**ASSIGNMENT A:** List the television shows named in the excerpt about The Saints below.
**ASSIGNMENT B:** Rewrite the paragraph in the excerpt about The Saints that begins "The band name itself" more briefly, keeping its main facts.
**ASSIGNMENT C:** Print the part of the excerpt about The Saints below that lies between "But back to" and "nearly four decades.", inclusive.

Wednesday, August 1, 2012
Saturday, July 21, 2012
First of all, when you see pictures of the The Saints from that time, on say the cover to this record, "The Saints" and "(I'm) Stranded" is painted on the wall behind them in a red scrawl (meant to evoke, no doubt, blood). Not spray paint, but definitely graffiti-style. But who ever used a parentheses in graffiti? The answer is NO ONE.
The band name itself, The Saints, is an odd choice, and one must presume, ironic. The 1976 New Orleans Saints were a lackluster affair, with one strange exception. The team happened to be graced by a defensive bench warmer named Robert Pollard, who then went on to become the greatest American pop/rock songwriter of his, or anyone's, generation. But that's another story.
Perhaps The Saints, growing up "Down Under," were fans of the 1960s TV show The Saint, as they were unable to import the classic American fare, lost in translation as is was, like All in the Family and Sanford and Son. The Saint, nearly forgotten now, was the training ground for actor Roger Moore to later become James Bond. And The Saints, a band that over the years has had more members than the UN, no doubt was graced at one point or another by a musician named Simon Templar.
But back to "(I'm) Stranded," the song. It's one of those songs, when you think about it, you say, ehhhhhh, pretty good song, but so-so. But then when you actually listen to it again you're astounded by its energy, its catchiness, and its perfection. There are songs that rate very high in one's memory, when heard again, pale and buckle under the weight of expectations. "(I'm) Stranded" is the opposite. It's a song that always surprises you, and has stayed fresh and vital for nearly four decades.

**DATASET:**

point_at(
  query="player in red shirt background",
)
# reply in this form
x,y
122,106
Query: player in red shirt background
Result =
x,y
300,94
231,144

**SOLUTION A:**
- The Saint
- All in the Family
- Sanford and Son

**SOLUTION B:** The name The Saints is an odd and presumably ironic choice. The 1976 New Orleans Saints were a lackluster team with one exception: defensive bench warmer Robert Pollard, who went on to become the greatest American pop/rock songwriter of his, or anyone's, generation.

**SOLUTION C:**
But back to "(I'm) Stranded," the song. It's one of those songs, when you think about it, you say, ehhhhhh, pretty good song, but so-so. But then when you actually listen to it again you're astounded by its energy, its catchiness, and its perfection. There are songs that rate very high in one's memory, when heard again, pale and buckle under the weight of expectations. "(I'm) Stranded" is the opposite. It's a song that always surprises you, and has stayed fresh and vital for nearly four decades.